**Problem**
In the excerpt about Sam and Charlie, what does Charlie work as?

**Exercise text**

Jesse hammers the idea into Sam that it’s her “weird” job that’s the problem, which is a destructive thought that begins to work for her until she meets Charlie (Cameron Cowperthwaite), the antithesis of Sam’s close-minded, safe existence. Charlie is a sage gravedigger who sees corpses as more than just hunks of meat, which naturally touches Sam. There’s heavy flirtation that stems from steamy conversations over reincarnation, cremation, and other death rituals. They make for entertaining ice-breakers, but they also help build upon “Necro’s” themes. This earnest relationship helps Sam and Charlie confront their past trauma, with both of them experiencing difficult childhoods where they’ve overcome substantial loss, yet in ways that have also taught them to better value death and its connection to life.

Data records:
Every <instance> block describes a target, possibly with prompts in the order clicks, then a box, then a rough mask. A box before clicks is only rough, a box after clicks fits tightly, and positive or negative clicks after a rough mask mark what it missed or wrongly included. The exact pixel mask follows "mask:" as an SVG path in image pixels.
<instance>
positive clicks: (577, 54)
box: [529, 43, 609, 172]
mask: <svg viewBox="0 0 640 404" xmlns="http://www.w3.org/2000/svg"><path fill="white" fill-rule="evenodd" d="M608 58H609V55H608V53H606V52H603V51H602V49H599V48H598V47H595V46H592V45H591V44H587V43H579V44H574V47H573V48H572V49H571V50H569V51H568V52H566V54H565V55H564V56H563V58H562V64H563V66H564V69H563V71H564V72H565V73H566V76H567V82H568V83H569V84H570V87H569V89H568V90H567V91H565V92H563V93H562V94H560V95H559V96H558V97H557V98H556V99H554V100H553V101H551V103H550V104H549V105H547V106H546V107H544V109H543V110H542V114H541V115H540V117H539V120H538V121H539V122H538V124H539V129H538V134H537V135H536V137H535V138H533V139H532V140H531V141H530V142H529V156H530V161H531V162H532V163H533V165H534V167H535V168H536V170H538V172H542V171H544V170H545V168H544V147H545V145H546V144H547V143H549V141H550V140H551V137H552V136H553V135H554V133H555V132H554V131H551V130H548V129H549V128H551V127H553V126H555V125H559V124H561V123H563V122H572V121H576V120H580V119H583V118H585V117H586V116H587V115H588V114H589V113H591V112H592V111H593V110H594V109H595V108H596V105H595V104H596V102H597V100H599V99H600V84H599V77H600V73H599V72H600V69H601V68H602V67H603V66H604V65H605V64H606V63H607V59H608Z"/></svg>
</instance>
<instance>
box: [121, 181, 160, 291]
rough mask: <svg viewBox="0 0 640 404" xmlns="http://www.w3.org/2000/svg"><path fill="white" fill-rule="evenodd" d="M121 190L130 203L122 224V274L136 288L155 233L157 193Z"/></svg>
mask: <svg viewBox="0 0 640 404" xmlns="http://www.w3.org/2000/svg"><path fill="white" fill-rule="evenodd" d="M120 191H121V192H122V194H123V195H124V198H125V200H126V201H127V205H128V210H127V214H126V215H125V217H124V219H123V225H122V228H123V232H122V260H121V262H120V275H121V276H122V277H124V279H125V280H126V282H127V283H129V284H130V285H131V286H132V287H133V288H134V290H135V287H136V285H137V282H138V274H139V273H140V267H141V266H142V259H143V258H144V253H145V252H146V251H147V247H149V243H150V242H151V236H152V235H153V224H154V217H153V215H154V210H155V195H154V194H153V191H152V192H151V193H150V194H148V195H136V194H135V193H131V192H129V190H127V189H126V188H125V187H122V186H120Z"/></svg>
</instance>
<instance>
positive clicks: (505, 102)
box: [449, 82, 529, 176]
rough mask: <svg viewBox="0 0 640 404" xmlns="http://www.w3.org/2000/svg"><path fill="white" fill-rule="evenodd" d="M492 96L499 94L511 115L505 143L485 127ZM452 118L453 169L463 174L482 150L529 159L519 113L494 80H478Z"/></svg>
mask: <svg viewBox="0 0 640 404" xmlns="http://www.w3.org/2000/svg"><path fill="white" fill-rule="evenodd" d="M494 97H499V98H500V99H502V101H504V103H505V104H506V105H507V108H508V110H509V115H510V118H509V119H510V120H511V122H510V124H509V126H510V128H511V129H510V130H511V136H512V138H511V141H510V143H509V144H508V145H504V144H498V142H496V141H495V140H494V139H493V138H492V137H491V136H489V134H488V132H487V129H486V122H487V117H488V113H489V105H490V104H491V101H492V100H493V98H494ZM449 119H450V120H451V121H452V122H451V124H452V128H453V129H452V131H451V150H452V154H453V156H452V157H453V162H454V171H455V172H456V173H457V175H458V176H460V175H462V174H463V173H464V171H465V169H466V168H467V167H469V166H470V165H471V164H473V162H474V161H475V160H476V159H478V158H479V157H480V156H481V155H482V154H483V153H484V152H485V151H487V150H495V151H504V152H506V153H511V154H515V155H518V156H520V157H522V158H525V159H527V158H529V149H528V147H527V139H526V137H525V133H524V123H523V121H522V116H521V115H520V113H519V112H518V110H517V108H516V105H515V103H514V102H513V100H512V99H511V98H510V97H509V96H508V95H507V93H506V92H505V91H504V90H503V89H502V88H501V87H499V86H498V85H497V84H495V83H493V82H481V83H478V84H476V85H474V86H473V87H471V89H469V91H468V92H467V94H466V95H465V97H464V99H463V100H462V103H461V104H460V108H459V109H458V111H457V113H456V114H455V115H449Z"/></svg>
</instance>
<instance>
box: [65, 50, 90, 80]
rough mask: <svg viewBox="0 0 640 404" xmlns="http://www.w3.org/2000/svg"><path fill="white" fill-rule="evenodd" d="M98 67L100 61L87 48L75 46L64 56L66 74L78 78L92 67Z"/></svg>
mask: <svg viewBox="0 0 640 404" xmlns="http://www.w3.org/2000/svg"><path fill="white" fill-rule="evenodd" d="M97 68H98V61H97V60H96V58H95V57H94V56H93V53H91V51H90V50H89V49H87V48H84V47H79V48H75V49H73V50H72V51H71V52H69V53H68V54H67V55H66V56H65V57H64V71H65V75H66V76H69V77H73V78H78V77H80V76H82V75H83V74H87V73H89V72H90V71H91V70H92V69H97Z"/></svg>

**Solved problem**
A gravedigger.